Write out again, in full, the part of the lines that opens with the line containing "the billboard, one" and runs through the end of the lines, both ends included. Offset every point coordinate in the answers by -134.

Dataset records
- - - - - - -

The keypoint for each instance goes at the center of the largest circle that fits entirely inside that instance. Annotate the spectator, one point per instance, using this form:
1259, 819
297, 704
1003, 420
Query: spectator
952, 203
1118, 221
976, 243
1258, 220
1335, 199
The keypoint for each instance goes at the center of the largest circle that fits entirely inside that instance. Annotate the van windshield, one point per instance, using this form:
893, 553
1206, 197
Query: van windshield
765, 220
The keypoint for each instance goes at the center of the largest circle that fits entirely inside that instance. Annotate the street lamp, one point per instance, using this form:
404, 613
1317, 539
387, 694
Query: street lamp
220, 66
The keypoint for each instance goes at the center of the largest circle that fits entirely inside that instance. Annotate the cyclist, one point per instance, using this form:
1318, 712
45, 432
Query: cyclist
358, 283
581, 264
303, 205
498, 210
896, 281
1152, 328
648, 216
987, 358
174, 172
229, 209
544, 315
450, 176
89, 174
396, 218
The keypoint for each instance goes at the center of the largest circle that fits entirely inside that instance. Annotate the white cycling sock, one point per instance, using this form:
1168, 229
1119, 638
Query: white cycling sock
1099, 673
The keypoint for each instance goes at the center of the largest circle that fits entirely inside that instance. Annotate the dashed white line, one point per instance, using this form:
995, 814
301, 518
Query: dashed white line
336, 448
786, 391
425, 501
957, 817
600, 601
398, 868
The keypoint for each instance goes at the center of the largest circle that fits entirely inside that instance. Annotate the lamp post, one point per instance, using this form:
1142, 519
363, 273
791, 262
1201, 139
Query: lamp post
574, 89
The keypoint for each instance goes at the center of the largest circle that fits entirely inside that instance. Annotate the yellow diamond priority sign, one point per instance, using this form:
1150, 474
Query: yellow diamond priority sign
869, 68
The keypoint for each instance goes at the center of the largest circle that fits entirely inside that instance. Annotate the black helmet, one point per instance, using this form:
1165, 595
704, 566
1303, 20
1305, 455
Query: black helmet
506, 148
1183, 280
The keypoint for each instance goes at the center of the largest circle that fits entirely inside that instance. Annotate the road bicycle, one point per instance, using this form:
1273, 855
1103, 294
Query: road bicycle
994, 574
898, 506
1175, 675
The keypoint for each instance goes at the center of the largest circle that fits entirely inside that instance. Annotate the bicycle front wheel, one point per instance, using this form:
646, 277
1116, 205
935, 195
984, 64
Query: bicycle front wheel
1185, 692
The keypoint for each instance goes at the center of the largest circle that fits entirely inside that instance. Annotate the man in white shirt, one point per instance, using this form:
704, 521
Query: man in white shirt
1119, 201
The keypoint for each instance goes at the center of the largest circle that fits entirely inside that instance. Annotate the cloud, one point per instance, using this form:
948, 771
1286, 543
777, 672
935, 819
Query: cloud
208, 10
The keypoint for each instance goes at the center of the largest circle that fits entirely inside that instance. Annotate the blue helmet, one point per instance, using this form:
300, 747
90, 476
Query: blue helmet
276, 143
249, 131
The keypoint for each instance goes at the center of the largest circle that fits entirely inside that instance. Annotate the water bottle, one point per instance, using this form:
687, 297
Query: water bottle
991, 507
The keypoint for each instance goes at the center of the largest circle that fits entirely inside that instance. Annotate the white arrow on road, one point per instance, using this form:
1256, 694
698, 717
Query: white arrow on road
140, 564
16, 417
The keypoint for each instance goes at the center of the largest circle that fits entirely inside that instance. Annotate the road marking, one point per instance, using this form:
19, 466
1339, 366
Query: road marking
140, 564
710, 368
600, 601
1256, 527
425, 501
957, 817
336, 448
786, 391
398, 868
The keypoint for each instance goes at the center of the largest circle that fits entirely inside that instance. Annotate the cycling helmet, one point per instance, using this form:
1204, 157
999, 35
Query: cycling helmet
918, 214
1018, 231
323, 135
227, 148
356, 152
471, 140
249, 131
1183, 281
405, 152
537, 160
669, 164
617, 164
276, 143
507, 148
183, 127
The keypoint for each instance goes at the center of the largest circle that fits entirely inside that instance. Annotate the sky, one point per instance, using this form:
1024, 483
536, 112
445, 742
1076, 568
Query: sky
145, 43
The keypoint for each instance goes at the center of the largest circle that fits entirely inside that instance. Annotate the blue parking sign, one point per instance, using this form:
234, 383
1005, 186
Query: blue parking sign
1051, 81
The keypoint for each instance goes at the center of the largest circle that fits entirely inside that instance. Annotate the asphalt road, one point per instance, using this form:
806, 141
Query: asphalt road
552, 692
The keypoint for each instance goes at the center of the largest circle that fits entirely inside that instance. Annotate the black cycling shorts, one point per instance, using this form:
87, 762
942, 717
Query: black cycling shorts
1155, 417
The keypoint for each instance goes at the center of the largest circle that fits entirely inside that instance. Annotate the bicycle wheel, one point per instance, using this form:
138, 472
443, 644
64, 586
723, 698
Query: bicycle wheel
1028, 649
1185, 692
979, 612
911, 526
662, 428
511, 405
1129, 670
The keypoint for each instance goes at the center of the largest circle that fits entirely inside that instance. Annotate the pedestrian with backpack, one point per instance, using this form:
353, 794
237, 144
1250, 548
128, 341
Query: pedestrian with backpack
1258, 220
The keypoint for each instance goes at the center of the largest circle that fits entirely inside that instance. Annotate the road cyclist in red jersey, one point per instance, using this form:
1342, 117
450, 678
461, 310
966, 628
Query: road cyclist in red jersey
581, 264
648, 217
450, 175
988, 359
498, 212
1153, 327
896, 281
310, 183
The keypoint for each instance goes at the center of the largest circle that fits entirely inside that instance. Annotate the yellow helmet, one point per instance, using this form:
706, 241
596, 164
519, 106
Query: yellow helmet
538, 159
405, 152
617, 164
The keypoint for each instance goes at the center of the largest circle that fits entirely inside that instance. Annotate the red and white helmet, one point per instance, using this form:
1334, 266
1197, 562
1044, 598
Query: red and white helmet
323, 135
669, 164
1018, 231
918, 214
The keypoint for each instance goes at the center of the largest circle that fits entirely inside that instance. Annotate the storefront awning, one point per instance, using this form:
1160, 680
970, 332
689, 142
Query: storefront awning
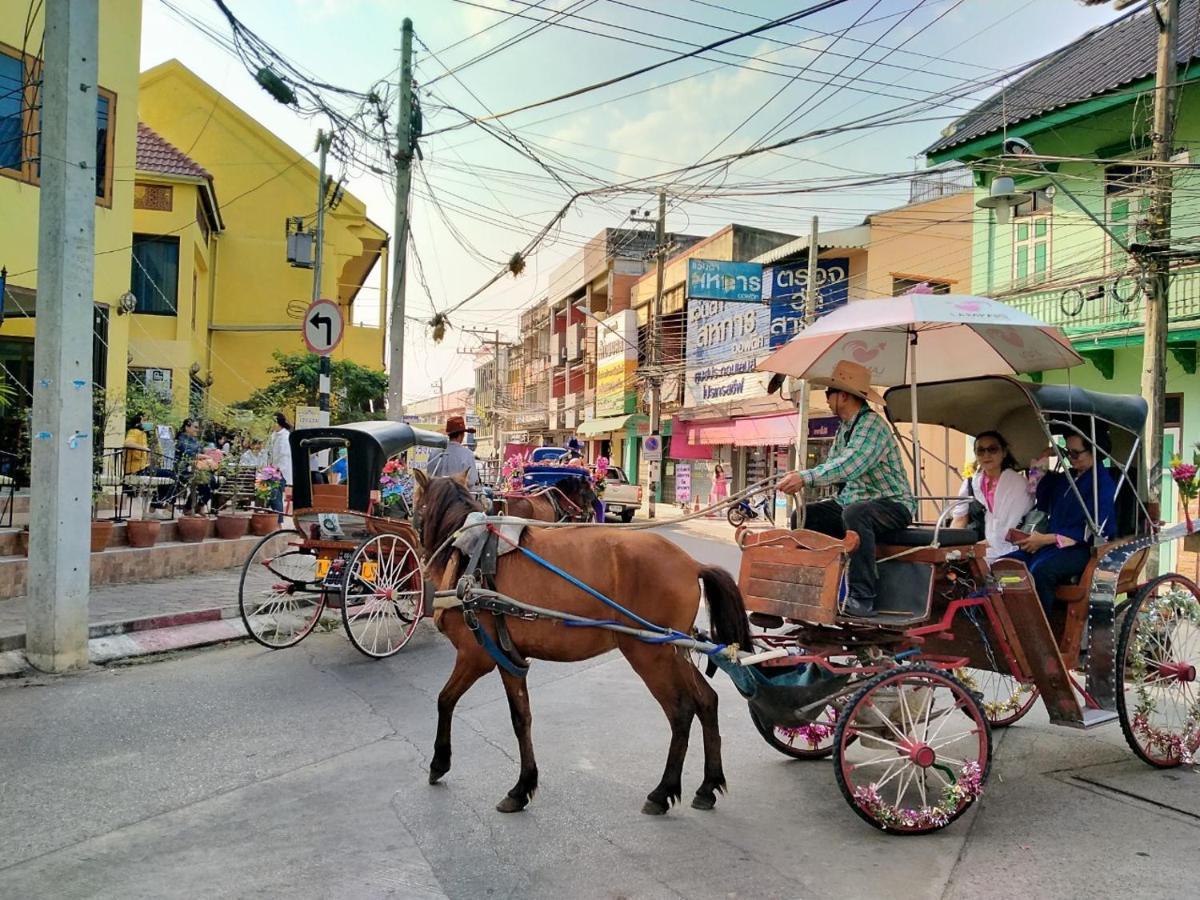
605, 426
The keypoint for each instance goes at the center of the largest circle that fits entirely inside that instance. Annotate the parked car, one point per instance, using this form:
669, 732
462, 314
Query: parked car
621, 498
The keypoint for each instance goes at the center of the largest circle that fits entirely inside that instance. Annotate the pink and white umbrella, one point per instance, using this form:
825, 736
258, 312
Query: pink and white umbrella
954, 335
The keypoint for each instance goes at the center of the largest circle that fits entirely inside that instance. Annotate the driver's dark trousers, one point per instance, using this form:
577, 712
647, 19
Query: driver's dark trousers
868, 519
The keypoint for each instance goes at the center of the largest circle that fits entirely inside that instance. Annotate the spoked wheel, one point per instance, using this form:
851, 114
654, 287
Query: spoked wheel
1158, 657
280, 597
383, 595
923, 753
808, 742
1005, 699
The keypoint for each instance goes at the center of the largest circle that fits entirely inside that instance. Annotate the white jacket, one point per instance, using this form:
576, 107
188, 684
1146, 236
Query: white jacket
1013, 501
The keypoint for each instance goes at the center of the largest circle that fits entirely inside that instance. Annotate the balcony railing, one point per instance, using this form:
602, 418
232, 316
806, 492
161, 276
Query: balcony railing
1096, 305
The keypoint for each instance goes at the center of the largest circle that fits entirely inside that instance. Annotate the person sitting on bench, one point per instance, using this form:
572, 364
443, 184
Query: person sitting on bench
1063, 552
865, 461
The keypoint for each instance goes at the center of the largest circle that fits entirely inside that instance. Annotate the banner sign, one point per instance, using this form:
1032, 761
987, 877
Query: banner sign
725, 342
720, 280
616, 363
785, 287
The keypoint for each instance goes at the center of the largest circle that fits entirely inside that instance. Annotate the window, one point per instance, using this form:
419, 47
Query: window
155, 274
19, 101
904, 283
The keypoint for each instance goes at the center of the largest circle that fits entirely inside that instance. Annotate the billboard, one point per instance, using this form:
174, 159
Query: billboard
725, 342
721, 280
616, 363
785, 287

- - - - - - -

▶ _TASK ANSWER_
The keypoint for each instance goes at the center of the largest circle that fits entirely inside that instance. Annotate the billboard, one point per instance, using this form:
174, 159
Query: billboard
591, 208
587, 146
482, 229
651, 153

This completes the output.